Task directions: Retype each line of the material exactly, please, skipping any picture in it.

══ Data lines

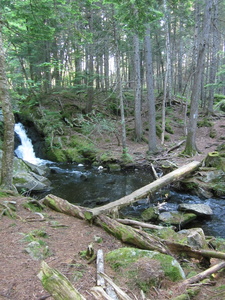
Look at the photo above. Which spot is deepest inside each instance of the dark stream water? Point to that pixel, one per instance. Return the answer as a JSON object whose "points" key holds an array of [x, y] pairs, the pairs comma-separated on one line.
{"points": [[90, 187]]}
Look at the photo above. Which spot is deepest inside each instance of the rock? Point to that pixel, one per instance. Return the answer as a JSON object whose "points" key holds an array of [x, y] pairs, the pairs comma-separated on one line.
{"points": [[114, 167], [42, 170], [176, 218], [37, 250], [215, 160], [195, 237], [144, 268], [30, 182], [198, 209], [25, 178], [150, 214]]}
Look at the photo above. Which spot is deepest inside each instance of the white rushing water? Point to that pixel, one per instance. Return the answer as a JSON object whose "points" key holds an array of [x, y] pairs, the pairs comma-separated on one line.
{"points": [[26, 151]]}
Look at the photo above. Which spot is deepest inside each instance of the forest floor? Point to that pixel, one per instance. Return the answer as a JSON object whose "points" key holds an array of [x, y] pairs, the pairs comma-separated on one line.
{"points": [[67, 236]]}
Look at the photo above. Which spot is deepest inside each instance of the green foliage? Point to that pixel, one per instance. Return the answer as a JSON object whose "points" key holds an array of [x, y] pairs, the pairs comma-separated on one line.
{"points": [[204, 123], [97, 124], [220, 106], [168, 128]]}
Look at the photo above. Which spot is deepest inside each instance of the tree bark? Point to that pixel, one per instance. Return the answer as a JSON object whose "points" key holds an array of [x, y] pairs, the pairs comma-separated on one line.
{"points": [[57, 284], [131, 236], [8, 142], [191, 148], [139, 224], [147, 190], [152, 147], [137, 70]]}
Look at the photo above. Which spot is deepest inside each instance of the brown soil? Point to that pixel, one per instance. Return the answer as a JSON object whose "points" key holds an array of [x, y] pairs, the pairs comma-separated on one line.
{"points": [[18, 271]]}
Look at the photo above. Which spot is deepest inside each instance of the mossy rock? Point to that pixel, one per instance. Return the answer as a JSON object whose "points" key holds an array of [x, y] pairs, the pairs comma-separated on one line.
{"points": [[214, 159], [176, 218], [218, 185], [150, 214], [132, 262], [114, 167]]}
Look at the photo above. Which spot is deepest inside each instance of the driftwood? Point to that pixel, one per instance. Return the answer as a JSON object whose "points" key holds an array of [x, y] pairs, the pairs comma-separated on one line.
{"points": [[177, 248], [147, 190], [99, 293], [57, 284], [140, 224], [133, 236], [100, 268], [130, 235], [121, 293]]}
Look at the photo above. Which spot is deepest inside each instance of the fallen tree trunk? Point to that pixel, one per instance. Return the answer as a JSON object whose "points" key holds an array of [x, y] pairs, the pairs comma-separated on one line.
{"points": [[141, 224], [177, 249], [130, 235], [147, 190]]}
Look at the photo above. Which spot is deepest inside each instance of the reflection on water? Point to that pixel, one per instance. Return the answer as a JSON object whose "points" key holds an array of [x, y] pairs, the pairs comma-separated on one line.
{"points": [[90, 187]]}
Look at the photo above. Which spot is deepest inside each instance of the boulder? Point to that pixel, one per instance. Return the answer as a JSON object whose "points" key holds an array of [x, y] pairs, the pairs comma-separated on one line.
{"points": [[198, 209], [176, 218], [144, 268], [193, 237], [150, 214], [27, 176]]}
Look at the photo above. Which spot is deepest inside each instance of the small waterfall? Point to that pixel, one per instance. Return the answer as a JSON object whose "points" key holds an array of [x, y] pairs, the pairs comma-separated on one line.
{"points": [[26, 151]]}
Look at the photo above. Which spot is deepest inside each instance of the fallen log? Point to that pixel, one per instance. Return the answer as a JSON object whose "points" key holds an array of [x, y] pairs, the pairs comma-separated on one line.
{"points": [[177, 249], [133, 236], [204, 274], [130, 235], [146, 190], [140, 224], [57, 284]]}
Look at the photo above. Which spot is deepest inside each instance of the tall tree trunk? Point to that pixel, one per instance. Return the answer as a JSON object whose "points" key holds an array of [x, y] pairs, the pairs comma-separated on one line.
{"points": [[90, 68], [191, 148], [214, 59], [120, 87], [8, 142], [150, 92], [168, 56], [137, 70]]}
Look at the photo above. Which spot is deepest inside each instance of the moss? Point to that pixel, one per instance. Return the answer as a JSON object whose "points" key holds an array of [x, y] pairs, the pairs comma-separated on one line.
{"points": [[124, 257], [169, 129], [204, 123], [150, 214], [212, 133], [114, 167], [158, 130]]}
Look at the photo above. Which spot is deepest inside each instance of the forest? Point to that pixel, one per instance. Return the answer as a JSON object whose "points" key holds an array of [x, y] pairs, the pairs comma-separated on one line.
{"points": [[152, 49], [113, 74]]}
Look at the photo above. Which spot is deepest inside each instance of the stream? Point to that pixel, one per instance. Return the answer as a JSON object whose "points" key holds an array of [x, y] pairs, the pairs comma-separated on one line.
{"points": [[93, 186]]}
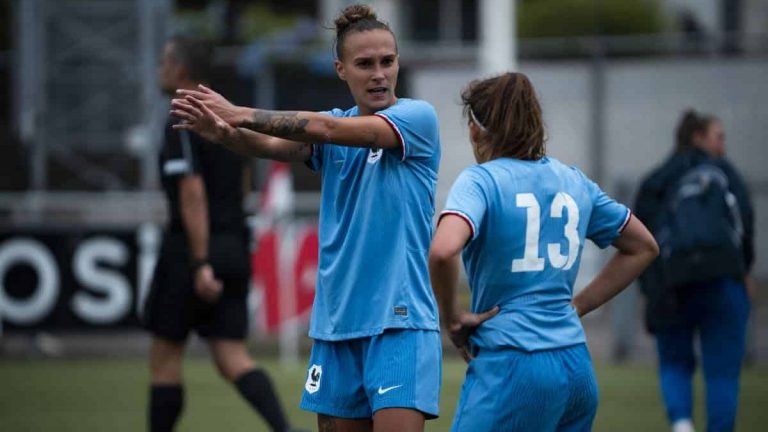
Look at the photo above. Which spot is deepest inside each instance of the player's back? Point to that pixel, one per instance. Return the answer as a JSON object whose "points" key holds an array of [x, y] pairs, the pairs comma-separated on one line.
{"points": [[525, 253]]}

════

Full output:
Look at the photo above. Which spot is deepest inside each instance of the dark stream water? Point to that pixel, one per instance. Return the answer as a JSON object whose "points" key holds an array of [x, y] pairs, the pairs comma-separated on one line.
{"points": [[90, 187]]}
Look at the photo above. Which spot is deepest inside each instance of the rock? Point to that pixel, one per instance. Return the answer as a JSON object whose "points" key holds an array of [x, y] pairs, the pairs comma-separated on one line.
{"points": [[114, 167], [42, 170], [176, 218], [37, 250], [215, 160], [195, 237], [144, 268], [30, 182], [198, 209], [25, 178], [150, 214]]}
Look at the photo above. Which spot is deepest inside each instance of the white rushing water? Point to that pixel, one per instance. Return the answer as a JSON object whose "points" key holds an array of [x, y] pairs, the pairs comma-separated on one line.
{"points": [[26, 151]]}
Look at the photo above. Which spot is deepest inside each instance of the forest floor? Point to that pixel, one per instance. Return the answer as a JSON object whose "points" key holds an array of [x, y] pairs, the pairs comma-separated on one line.
{"points": [[67, 236]]}
Look at the photo above. Which spot is deepest inside each instance of the green foliage? Point to that pixel, one per instance. Return the answer as a JSON object whose "points" key holds an array of [x, y] pairs, the pairs comma-separated on one line.
{"points": [[204, 123], [97, 124], [220, 106], [168, 128]]}
Look at the photo above. Which spot is deepest inside each instance of the tree bark? Point to that pixel, one per instance. Return the answer as a JSON object whose "points" key holds an array of [x, y] pairs, the pairs comma-separated on one line.
{"points": [[57, 284], [131, 236], [8, 142], [191, 148], [139, 224], [147, 190], [152, 147], [137, 70]]}
Look at the photo above. Which spot is deepest inside each instance of the brown soil? Point to that pixel, one per instance. Return the answer as a JSON object whose "points" key holds an array of [x, y] pairs, the pairs comma-separated on one line.
{"points": [[18, 271]]}
Look at the photo above. Which spot is deepest inside each instance of the mossy rock? Point to that pixel, one per instance. Return the answer as a JSON object whose "points" key holds an array of [x, y] pairs, the pairs comma-separated on one line.
{"points": [[214, 159], [176, 218], [218, 185], [150, 214], [132, 262], [114, 167]]}
Look at the photo above. Which spot is deepest inside each instance of the driftwood? Point to that pixel, one per instance. Return the answer as a JSON object whose "points" key holds an array of [x, y] pairs, the pairs comma-separated on one line.
{"points": [[177, 248], [147, 190], [99, 293], [57, 284], [140, 224], [133, 236], [100, 268], [130, 235], [121, 293]]}
Look at the photo above. Which spot is deepest inside each instance of the fallen tree trunk? Point to that pixel, one per instance. Return the answer as a JSON object whose "points" key holds an array of [x, y] pairs, the pairs comma-separated on one line.
{"points": [[141, 224], [177, 249], [130, 235], [147, 190]]}
Look at the photo above. Which spot is deepest inside each instance of the reflection on water? Point to that pixel, one per instance. Return the answer as a JSON object whose "points" key holds an array of [x, y] pairs, the pairs comma-separated on one line.
{"points": [[90, 187]]}
Look at the photo above. Which spot is deepest inside each instance of the boulder? Point to that pixel, one per instance. Return the answer as a JSON object whose "points" key holds an array of [x, y] pairs, the pairs comma-separated on one line.
{"points": [[198, 209], [176, 218], [144, 268], [193, 237], [150, 214], [27, 176]]}
Look at the photo above. Which spot is deepest inside each instance of the small waterfall? Point to that pixel, one per instance. Return the answer as a JSON object whose "points" key holds an array of [x, y] pairs, the pairs comma-separated on one line.
{"points": [[26, 151]]}
Look at the photo above. Which spot is deepest inside each instance of the fallen log? Point to that pixel, one per instance. Return the answer as a JSON object whose "points" key holds an array of [x, y] pairs, the pairs comma-separated on one line.
{"points": [[177, 249], [133, 236], [204, 274], [130, 235], [146, 190], [140, 224], [57, 284]]}
Look at the photo above. Which spot is deepest inside each instance of the tall tree trunk? Point to that pixel, one per instance. Return the answer as a JSON object whose "points" key holds an array of [x, y] pairs, the pairs comma-separated on one line.
{"points": [[90, 68], [191, 148], [214, 59], [120, 87], [8, 142], [150, 92], [168, 56], [137, 70]]}
Look at the photo above. Which spot is deepest inside each instance of the moss? Point to that pixel, one per instance. Return the answer as a JSON object whose "points" key holds an array of [x, y] pairs, the pairs comma-separated on one line.
{"points": [[124, 257], [169, 129], [204, 123], [150, 214], [212, 133], [114, 167], [158, 130]]}
Look at the photo above. Which spot is deepest inside each instance of the forest? Point to that pixel, one per instance. Return the answer as a JSON object whose "points" key holds an array of [x, y] pairs, the pairs comma-separated on one line.
{"points": [[152, 49], [113, 74]]}
Look at the photo above. Which spot is deepest inside each instance of the stream? Point to that pixel, one per instance. Return the answer as a JSON object whose "points" key holds an array of [x, y] pairs, the pairs comma-separated on one line.
{"points": [[93, 186]]}
Look at the photo above. Which spot is deepest inside each instance of the player's back? Point to that pixel, one per instance. Return the answer as a JSON object whose "points" key holds an array of [x, y] pairs, the pairs comma-separated on one line.
{"points": [[525, 253]]}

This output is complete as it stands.